--- Start ---

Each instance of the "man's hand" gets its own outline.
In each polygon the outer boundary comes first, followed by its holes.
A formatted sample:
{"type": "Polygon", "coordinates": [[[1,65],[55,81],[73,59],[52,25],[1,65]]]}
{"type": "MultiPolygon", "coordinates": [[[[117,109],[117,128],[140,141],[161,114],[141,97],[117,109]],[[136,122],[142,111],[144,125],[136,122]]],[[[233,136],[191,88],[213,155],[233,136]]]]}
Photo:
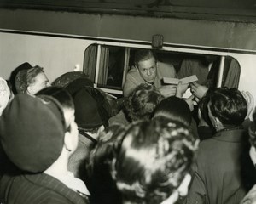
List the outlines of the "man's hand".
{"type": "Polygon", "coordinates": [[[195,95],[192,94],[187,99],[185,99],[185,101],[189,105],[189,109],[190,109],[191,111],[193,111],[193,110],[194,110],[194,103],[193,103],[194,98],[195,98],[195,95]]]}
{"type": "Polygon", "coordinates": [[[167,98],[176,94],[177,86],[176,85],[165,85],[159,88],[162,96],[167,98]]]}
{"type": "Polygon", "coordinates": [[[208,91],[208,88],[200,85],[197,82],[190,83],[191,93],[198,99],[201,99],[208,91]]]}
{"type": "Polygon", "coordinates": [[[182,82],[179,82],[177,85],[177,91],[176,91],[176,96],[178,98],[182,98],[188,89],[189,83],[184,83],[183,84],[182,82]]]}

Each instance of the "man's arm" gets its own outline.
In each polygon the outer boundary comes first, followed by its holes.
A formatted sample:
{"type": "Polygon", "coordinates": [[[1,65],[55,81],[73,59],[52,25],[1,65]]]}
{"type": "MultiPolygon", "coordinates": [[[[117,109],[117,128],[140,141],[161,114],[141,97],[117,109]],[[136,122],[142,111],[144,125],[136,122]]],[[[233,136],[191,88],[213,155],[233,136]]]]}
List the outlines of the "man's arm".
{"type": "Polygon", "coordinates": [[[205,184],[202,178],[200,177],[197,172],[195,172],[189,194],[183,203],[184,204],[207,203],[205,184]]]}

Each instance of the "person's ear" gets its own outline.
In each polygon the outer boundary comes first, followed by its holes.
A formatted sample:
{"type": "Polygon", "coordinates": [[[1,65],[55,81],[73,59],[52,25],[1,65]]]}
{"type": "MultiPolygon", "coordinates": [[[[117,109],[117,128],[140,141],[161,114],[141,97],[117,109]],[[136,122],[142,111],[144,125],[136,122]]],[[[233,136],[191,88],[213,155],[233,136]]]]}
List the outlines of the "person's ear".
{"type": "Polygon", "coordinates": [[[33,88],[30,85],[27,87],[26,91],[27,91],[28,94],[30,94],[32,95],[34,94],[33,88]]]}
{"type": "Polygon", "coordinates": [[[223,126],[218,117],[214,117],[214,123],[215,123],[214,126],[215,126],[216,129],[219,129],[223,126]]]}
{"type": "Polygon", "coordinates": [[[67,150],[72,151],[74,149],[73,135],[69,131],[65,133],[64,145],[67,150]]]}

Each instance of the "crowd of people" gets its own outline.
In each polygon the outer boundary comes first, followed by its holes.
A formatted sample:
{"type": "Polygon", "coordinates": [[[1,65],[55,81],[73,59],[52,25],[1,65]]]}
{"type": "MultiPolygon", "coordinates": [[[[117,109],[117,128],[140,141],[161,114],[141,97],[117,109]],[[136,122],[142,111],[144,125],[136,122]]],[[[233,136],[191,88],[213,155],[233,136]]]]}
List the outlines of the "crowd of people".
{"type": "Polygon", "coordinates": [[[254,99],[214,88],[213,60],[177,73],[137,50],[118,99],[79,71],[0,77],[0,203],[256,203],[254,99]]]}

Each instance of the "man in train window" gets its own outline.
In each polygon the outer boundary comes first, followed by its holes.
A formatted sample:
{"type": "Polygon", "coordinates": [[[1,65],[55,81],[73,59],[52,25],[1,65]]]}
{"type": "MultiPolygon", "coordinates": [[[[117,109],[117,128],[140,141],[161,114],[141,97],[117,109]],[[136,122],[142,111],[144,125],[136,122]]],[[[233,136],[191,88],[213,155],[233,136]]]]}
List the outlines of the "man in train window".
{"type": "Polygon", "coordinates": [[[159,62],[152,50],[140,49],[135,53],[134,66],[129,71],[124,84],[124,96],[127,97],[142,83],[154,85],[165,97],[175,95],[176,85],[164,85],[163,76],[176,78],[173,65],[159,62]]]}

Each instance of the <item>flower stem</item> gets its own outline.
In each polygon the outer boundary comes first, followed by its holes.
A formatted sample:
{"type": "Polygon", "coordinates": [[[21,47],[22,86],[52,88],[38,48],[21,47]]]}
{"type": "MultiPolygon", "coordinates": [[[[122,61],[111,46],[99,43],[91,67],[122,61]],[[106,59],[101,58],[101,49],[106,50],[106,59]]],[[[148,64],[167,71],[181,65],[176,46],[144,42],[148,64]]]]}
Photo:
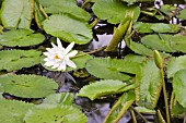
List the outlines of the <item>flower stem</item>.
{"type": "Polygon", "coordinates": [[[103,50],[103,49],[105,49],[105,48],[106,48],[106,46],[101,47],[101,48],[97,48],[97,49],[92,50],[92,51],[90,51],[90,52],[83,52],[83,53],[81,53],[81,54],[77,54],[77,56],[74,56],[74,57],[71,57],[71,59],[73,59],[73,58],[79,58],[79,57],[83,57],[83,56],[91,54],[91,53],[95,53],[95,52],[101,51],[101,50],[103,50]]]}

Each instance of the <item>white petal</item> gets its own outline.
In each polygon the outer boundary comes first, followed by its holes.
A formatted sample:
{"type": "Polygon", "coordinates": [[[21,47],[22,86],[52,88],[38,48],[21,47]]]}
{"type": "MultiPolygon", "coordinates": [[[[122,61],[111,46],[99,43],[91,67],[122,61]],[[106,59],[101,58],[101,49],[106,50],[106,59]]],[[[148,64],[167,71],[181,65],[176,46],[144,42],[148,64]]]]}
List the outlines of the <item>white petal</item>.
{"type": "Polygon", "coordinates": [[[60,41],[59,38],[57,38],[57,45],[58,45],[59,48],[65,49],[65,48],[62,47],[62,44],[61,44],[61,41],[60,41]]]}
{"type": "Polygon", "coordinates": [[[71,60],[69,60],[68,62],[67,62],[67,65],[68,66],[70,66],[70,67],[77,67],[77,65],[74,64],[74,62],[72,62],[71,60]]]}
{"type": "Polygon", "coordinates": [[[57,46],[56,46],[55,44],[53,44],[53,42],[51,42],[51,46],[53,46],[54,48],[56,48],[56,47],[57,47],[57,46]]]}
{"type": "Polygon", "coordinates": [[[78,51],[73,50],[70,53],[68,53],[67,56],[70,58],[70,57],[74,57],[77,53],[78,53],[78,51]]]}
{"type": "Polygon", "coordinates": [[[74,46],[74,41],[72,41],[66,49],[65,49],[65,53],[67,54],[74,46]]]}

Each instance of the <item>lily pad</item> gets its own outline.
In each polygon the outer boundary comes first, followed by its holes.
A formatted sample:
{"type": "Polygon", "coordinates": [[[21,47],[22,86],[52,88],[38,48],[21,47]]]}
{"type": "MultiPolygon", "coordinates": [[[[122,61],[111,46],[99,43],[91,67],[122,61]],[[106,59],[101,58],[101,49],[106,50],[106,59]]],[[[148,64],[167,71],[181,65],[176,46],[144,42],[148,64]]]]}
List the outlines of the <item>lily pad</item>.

--- End ---
--- Start ---

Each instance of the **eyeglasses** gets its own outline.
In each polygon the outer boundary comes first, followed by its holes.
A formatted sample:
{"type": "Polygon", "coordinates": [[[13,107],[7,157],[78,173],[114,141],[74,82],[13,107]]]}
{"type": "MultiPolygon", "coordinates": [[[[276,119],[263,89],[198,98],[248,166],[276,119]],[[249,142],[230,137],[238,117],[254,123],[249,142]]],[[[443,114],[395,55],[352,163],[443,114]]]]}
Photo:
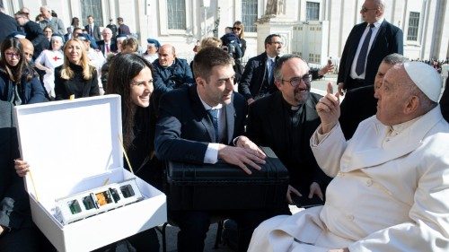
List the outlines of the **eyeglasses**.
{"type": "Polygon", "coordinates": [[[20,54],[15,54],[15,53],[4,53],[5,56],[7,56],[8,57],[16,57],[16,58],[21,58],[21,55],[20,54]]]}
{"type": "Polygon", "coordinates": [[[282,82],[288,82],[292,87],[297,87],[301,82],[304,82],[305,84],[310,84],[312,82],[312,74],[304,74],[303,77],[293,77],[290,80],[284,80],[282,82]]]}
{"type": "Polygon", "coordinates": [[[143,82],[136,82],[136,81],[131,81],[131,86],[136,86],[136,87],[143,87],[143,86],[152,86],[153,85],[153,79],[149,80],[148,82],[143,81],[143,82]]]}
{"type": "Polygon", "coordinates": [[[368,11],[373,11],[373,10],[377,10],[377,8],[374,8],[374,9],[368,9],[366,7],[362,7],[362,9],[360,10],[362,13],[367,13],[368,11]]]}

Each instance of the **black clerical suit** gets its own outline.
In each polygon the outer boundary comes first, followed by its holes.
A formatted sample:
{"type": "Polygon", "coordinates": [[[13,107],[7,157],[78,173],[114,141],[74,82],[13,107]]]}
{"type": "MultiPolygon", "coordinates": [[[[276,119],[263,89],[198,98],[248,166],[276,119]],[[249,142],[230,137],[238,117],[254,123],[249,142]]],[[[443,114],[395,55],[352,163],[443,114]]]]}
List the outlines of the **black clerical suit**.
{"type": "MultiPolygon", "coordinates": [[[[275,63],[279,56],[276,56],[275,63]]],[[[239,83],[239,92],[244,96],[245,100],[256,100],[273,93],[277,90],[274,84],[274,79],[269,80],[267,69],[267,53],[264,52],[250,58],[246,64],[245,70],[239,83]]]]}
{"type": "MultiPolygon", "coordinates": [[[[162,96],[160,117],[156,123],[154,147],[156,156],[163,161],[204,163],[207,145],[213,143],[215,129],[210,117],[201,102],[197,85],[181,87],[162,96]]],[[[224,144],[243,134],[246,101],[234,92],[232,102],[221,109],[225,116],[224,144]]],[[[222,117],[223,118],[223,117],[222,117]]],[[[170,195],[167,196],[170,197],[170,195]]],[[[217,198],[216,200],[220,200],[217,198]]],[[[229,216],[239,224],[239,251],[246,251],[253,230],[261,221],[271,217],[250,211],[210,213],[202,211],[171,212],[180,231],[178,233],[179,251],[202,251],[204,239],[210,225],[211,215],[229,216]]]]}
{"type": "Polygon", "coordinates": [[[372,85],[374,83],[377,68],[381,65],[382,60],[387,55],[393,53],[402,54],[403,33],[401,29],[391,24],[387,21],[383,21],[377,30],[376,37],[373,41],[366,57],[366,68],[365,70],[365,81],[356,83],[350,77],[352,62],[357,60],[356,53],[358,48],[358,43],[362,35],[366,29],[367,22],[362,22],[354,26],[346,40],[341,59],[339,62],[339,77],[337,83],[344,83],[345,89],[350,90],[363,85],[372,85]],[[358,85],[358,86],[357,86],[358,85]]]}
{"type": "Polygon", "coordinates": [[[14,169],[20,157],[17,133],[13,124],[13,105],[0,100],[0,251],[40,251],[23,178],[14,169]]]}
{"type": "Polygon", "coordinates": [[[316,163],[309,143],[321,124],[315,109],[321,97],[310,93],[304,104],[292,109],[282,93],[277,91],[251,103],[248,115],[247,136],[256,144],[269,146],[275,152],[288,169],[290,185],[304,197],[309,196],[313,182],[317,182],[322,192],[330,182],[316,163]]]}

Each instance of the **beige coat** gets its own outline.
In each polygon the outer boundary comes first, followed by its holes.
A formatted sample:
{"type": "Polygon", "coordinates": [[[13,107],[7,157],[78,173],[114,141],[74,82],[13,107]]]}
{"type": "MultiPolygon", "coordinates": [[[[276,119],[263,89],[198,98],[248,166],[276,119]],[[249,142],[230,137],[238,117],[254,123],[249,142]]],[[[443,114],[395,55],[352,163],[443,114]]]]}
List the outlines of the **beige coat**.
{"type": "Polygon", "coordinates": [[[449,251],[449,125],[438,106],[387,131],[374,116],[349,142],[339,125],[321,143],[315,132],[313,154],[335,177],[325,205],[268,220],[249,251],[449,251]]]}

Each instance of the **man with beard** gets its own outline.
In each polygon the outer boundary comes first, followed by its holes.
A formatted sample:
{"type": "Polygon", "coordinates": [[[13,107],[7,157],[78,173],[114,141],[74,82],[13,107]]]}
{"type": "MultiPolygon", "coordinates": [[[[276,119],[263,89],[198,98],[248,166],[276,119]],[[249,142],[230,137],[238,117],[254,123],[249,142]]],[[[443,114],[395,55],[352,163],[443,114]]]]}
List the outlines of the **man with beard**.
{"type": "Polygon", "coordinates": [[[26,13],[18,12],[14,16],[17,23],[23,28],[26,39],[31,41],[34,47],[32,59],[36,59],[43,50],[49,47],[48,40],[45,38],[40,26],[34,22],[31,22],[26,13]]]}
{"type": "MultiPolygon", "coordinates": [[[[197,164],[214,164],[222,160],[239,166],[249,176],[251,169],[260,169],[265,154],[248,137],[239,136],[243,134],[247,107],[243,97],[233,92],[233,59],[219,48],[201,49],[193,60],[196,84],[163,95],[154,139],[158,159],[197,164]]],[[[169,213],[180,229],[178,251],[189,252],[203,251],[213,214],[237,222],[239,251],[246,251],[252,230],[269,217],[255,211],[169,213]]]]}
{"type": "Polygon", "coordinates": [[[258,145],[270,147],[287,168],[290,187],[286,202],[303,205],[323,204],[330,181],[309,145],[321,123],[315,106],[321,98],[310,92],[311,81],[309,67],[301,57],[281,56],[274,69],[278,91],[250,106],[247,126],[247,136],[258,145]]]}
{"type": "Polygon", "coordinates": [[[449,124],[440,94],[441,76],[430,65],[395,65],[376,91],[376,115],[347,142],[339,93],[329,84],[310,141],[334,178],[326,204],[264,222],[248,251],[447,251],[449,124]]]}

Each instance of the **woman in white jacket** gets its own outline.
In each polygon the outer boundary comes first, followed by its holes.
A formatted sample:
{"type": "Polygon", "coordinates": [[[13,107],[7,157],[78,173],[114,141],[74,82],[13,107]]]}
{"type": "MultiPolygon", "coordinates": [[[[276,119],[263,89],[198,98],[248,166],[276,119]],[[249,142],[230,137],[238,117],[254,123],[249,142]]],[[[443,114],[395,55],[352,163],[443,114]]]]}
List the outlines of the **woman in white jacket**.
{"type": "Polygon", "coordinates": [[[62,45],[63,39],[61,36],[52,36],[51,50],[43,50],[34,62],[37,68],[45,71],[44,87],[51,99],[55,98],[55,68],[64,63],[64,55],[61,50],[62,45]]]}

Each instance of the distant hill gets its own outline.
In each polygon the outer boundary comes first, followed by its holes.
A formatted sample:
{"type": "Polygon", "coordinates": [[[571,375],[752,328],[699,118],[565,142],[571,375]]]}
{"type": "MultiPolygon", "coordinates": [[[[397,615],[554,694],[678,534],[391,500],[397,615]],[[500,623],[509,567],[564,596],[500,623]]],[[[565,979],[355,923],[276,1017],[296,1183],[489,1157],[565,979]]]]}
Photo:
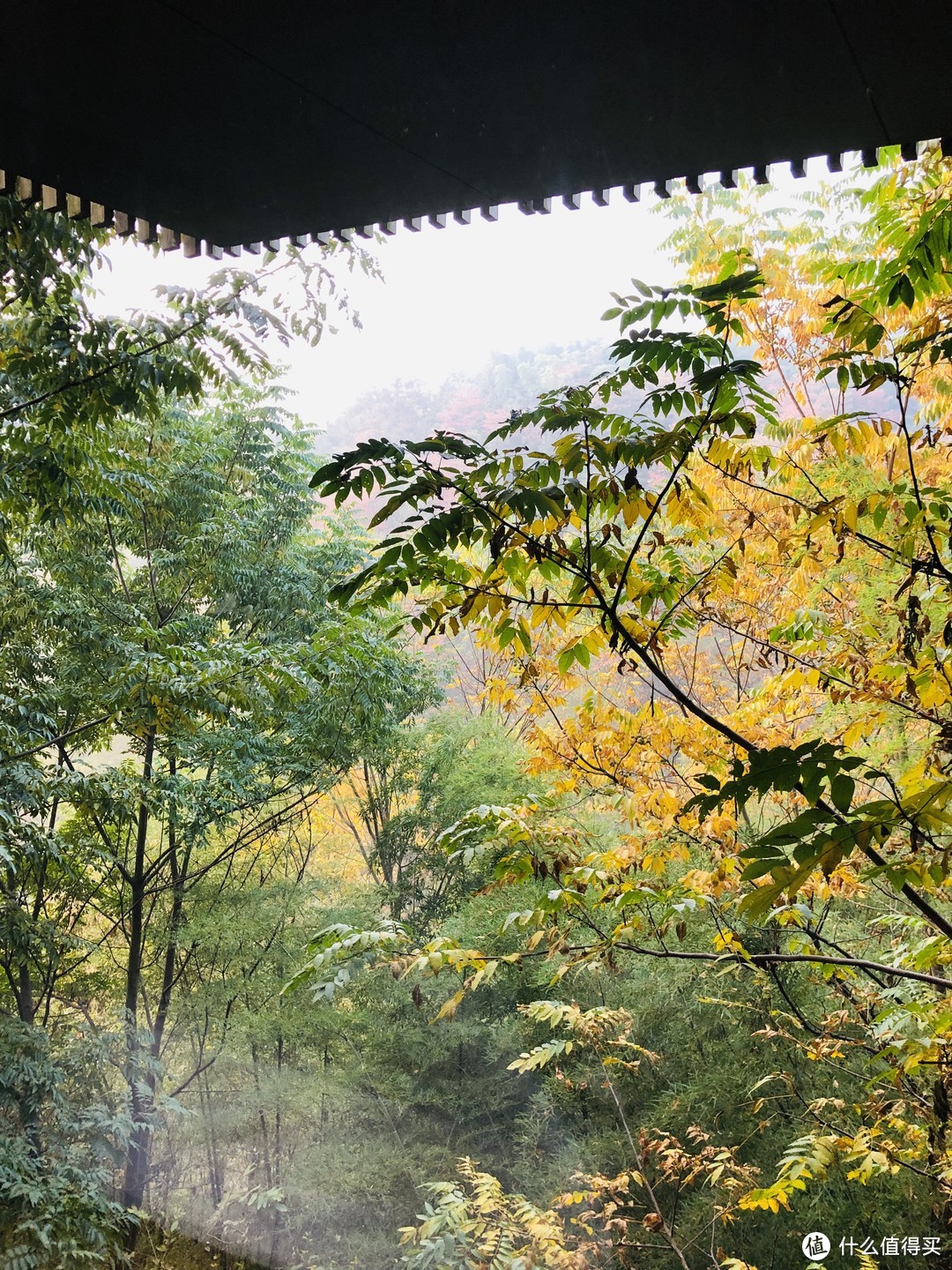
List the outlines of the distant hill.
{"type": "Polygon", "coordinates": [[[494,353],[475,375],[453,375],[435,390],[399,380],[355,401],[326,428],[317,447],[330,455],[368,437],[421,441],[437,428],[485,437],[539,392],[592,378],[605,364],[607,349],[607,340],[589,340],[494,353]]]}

--- End ---

* To do
Report how many lines of the records contain the string "flower", counting case as significant, and give only the number.

* Full response
2